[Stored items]
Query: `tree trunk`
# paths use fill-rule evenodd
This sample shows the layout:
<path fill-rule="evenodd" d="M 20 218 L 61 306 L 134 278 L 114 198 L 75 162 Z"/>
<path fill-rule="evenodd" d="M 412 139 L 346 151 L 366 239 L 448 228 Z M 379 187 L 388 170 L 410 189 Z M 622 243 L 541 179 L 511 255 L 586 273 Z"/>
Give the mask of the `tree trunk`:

STATED EXERCISE:
Rewrite the items above with every "tree trunk" changed to "fallen log", keeping everything else the same.

RESULT OF THE EXERCISE:
Query: `fallen log`
# paths use fill-rule evenodd
This sample shows the layout:
<path fill-rule="evenodd" d="M 20 218 L 61 306 L 134 278 L 114 198 L 75 162 Z"/>
<path fill-rule="evenodd" d="M 412 139 L 346 151 L 366 239 L 448 228 Z M 379 187 L 388 170 L 410 189 Z M 622 243 L 541 179 L 511 255 L 586 273 Z"/>
Give the mask of the `fallen log`:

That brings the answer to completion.